Dataset records:
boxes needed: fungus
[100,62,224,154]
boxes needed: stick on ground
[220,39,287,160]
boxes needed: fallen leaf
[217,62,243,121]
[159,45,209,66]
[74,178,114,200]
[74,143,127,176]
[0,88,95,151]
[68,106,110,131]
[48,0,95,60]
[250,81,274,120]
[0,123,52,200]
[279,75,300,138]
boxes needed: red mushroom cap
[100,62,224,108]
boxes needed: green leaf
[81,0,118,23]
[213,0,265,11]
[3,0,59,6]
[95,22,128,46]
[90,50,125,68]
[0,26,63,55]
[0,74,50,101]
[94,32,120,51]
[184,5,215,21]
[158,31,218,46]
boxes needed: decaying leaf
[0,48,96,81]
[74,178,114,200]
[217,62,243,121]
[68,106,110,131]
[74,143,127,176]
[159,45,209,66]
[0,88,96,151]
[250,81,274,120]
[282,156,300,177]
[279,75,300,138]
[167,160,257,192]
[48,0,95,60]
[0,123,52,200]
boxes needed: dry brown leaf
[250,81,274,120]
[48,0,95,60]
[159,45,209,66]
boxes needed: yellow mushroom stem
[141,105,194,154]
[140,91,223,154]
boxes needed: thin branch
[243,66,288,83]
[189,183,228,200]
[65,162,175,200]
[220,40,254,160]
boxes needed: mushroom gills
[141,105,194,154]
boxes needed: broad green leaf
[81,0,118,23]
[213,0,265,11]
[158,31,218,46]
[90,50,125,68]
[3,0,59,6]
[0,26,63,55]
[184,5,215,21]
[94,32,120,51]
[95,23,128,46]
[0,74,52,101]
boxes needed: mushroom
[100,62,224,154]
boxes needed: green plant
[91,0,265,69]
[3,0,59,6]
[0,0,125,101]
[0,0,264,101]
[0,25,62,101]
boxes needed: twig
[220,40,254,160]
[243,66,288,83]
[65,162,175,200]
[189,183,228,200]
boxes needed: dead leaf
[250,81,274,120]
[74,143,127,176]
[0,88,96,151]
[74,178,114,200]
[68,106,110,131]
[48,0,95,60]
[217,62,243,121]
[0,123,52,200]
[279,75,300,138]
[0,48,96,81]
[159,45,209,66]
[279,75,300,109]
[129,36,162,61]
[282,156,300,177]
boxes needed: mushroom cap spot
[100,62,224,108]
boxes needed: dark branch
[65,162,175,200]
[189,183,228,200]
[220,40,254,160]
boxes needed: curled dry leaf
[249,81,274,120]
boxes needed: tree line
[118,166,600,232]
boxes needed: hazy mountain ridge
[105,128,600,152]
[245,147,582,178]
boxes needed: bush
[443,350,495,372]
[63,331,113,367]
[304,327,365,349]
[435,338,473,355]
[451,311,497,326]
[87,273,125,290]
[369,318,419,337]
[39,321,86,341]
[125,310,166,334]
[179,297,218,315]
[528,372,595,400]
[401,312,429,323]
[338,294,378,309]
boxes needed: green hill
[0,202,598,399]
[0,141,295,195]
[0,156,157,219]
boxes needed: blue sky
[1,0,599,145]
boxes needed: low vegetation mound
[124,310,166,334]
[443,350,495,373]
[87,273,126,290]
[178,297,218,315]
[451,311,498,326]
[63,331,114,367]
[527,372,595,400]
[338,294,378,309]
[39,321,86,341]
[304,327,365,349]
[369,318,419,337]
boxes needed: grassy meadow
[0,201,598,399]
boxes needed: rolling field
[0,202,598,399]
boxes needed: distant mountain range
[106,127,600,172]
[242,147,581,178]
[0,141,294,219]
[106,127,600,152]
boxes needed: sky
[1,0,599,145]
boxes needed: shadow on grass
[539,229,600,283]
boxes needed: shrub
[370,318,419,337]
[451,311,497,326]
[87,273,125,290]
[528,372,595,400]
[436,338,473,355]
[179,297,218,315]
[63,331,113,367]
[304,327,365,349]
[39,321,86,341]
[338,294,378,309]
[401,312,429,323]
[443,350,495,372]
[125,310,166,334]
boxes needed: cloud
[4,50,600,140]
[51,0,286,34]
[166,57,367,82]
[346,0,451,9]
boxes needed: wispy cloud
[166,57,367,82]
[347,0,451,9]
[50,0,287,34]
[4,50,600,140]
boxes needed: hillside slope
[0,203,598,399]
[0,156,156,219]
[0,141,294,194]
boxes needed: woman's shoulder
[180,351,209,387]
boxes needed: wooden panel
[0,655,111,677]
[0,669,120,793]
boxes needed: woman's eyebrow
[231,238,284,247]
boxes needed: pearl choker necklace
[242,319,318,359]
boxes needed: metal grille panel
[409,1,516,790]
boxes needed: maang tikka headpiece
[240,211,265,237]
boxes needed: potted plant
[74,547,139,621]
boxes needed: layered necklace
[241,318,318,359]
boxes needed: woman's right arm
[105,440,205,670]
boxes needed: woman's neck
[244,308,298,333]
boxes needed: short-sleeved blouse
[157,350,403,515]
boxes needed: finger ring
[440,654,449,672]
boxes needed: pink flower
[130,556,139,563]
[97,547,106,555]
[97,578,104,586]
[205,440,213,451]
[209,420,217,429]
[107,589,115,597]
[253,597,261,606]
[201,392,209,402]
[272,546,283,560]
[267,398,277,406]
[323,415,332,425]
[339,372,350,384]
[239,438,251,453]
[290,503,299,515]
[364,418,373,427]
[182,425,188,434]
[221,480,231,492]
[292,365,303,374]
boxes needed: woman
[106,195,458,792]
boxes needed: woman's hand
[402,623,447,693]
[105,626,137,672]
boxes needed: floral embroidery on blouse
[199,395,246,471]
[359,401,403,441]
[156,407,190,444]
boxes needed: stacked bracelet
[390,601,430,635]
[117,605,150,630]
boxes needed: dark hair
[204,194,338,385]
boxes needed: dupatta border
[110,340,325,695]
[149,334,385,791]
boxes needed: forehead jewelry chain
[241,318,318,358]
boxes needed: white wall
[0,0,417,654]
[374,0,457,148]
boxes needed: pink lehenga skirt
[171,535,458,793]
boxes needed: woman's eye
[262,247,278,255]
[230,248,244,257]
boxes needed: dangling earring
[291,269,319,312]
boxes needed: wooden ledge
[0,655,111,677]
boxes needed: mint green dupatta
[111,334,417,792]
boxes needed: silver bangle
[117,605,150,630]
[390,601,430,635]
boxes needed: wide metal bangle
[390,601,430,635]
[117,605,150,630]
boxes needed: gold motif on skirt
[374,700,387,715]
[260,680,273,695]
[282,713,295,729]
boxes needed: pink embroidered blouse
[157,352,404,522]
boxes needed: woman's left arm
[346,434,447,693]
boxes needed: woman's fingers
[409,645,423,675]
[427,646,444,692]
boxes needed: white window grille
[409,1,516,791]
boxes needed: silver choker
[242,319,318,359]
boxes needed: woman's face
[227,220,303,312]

WHAT YOU ARE ASKED TO DO:
Repeat all the entries word for word.

SOLUTION BELOW:
boxes needed: fungus
[100,62,224,154]
boxes needed: stick on ground
[220,39,287,160]
boxes needed: fallen leaf
[217,62,243,121]
[159,45,209,66]
[74,178,114,200]
[74,143,127,176]
[0,88,95,151]
[68,106,110,131]
[48,0,95,60]
[250,81,274,120]
[0,123,52,200]
[279,75,300,138]
boxes needed: red mushroom cap
[100,62,224,108]
boxes needed: green leaf
[81,0,118,23]
[213,0,265,11]
[3,0,59,6]
[95,22,128,46]
[90,50,125,68]
[0,26,63,55]
[0,74,50,101]
[94,32,120,51]
[184,5,215,21]
[158,31,218,46]
boxes needed: decaying leaf
[0,48,96,81]
[74,178,114,200]
[217,62,243,121]
[68,106,110,131]
[74,143,127,176]
[159,45,209,66]
[0,88,96,151]
[250,81,274,120]
[282,156,300,177]
[279,75,300,138]
[167,160,257,192]
[48,0,95,60]
[0,123,52,200]
boxes needed: dry brown leaf
[250,81,274,120]
[48,0,95,60]
[159,45,209,66]
boxes needed: yellow mushroom stem
[141,105,194,154]
[140,91,223,154]
boxes needed: thin branch
[243,66,288,83]
[189,183,228,200]
[65,162,175,200]
[220,40,254,160]
boxes needed: mushroom gills
[141,105,194,154]
boxes needed: broad green leaf
[81,0,118,23]
[213,0,265,11]
[158,31,218,46]
[90,50,125,68]
[3,0,59,6]
[0,26,63,55]
[184,5,215,21]
[94,32,120,51]
[95,23,128,46]
[0,74,52,101]
boxes needed: mushroom
[100,62,224,154]
boxes needed: green plant
[91,0,265,69]
[3,0,59,6]
[0,0,125,101]
[0,0,264,101]
[0,25,62,101]
boxes needed: twig
[220,40,254,160]
[243,66,288,83]
[65,162,175,200]
[189,183,228,200]
boxes needed: dead leaf
[250,81,274,120]
[74,143,127,176]
[0,88,96,151]
[74,178,114,200]
[68,106,110,131]
[48,0,95,60]
[217,62,243,121]
[0,123,52,200]
[279,75,300,138]
[0,48,96,81]
[159,45,209,66]
[279,75,300,109]
[129,36,162,61]
[282,156,300,177]
boxes needed: mushroom cap spot
[100,62,224,108]
boxes needed: dark branch
[65,162,175,200]
[189,183,228,200]
[220,40,254,160]
boxes needed: curled dry leaf
[249,81,274,120]
boxes needed: tree line
[118,166,600,232]
boxes needed: hazy mountain ridge
[105,128,600,152]
[245,147,582,178]
boxes needed: bush
[443,350,495,372]
[63,331,113,367]
[304,327,365,349]
[435,338,473,355]
[451,311,497,326]
[87,273,125,290]
[369,318,419,337]
[39,321,86,341]
[125,310,166,334]
[179,297,218,315]
[528,372,595,400]
[401,312,429,323]
[338,294,378,309]
boxes needed: green hill
[0,202,598,399]
[0,141,295,195]
[0,156,157,219]
boxes needed: blue sky
[1,0,599,145]
boxes needed: low vegetation mound
[124,310,166,334]
[443,350,495,373]
[87,273,126,290]
[178,297,218,315]
[451,311,498,326]
[63,331,114,367]
[527,372,595,400]
[338,294,378,309]
[39,321,86,341]
[304,327,365,349]
[369,318,419,337]
boxes needed: grassy meadow
[0,201,598,399]
boxes needed: rolling field
[0,202,598,399]
boxes needed: distant mountain range
[106,127,600,172]
[242,147,581,178]
[0,141,294,219]
[106,127,600,152]
boxes needed: sky
[1,0,599,145]
boxes needed: shadow on grass
[539,229,600,283]
boxes needed: shrub
[370,318,419,337]
[451,311,497,326]
[87,273,125,290]
[528,372,595,400]
[436,338,473,355]
[179,297,218,315]
[63,331,113,367]
[304,327,365,349]
[39,321,86,341]
[338,294,378,309]
[401,312,429,323]
[443,350,495,372]
[125,310,166,334]
boxes needed: cloud
[4,50,600,140]
[51,0,286,34]
[166,57,367,82]
[346,0,451,9]
boxes needed: wispy cloud
[166,57,367,82]
[347,0,451,9]
[50,0,287,34]
[4,50,600,140]
boxes needed: hillside slope
[0,203,598,399]
[0,156,156,219]
[0,141,294,194]
boxes needed: woman's shoulder
[180,351,209,387]
boxes needed: wooden panel
[0,655,111,677]
[0,669,120,793]
boxes needed: woman's eyebrow
[231,238,284,247]
boxes needed: pearl choker necklace
[242,319,318,359]
boxes needed: metal grille panel
[409,1,516,790]
boxes needed: maang tikka headpiece
[240,211,265,237]
boxes needed: potted plant
[74,547,139,621]
boxes needed: layered necklace
[241,318,318,359]
boxes needed: woman's right arm
[105,440,205,670]
boxes needed: woman's neck
[244,308,298,333]
boxes needed: short-sleeved blouse
[157,350,403,515]
boxes needed: finger ring
[440,654,449,672]
boxes needed: pink flower
[130,556,139,563]
[97,547,106,555]
[97,578,104,586]
[205,440,213,451]
[209,420,217,429]
[107,589,115,597]
[253,597,261,606]
[201,392,209,402]
[272,546,283,560]
[267,398,277,406]
[323,415,332,425]
[339,372,350,384]
[239,438,251,453]
[290,503,299,515]
[364,418,373,427]
[182,425,188,434]
[221,480,231,492]
[292,365,303,374]
boxes needed: woman
[106,195,458,792]
boxes needed: woman's hand
[402,623,447,693]
[105,626,137,672]
boxes needed: floral embroidery on blouse
[199,395,246,471]
[359,401,403,441]
[156,407,190,444]
boxes needed: stacked bracelet
[390,601,430,635]
[117,605,150,630]
boxes needed: dark hair
[204,194,338,385]
boxes needed: dupatta border
[110,340,325,695]
[149,334,385,791]
boxes needed: forehead jewelry chain
[241,318,318,358]
boxes needed: white wall
[0,0,417,654]
[374,0,457,148]
boxes needed: pink lehenga skirt
[171,535,458,793]
boxes needed: woman's eye
[262,247,278,255]
[230,248,244,257]
boxes needed: dangling earring
[291,269,319,312]
boxes needed: wooden ledge
[0,655,111,677]
boxes needed: mint green dupatta
[111,334,417,792]
boxes needed: silver bangle
[117,605,150,630]
[390,601,430,635]
boxes needed: wide metal bangle
[390,601,430,635]
[117,605,150,630]
boxes needed: gold motif on skirt
[374,700,387,715]
[260,680,273,695]
[282,713,295,729]
boxes needed: pink embroidered blouse
[157,352,404,522]
boxes needed: woman's left arm
[346,434,447,693]
boxes needed: woman's fingers
[409,645,423,675]
[427,646,444,692]
boxes needed: white window grille
[409,1,516,791]
boxes needed: silver choker
[242,319,318,359]
boxes needed: woman's face
[227,220,303,312]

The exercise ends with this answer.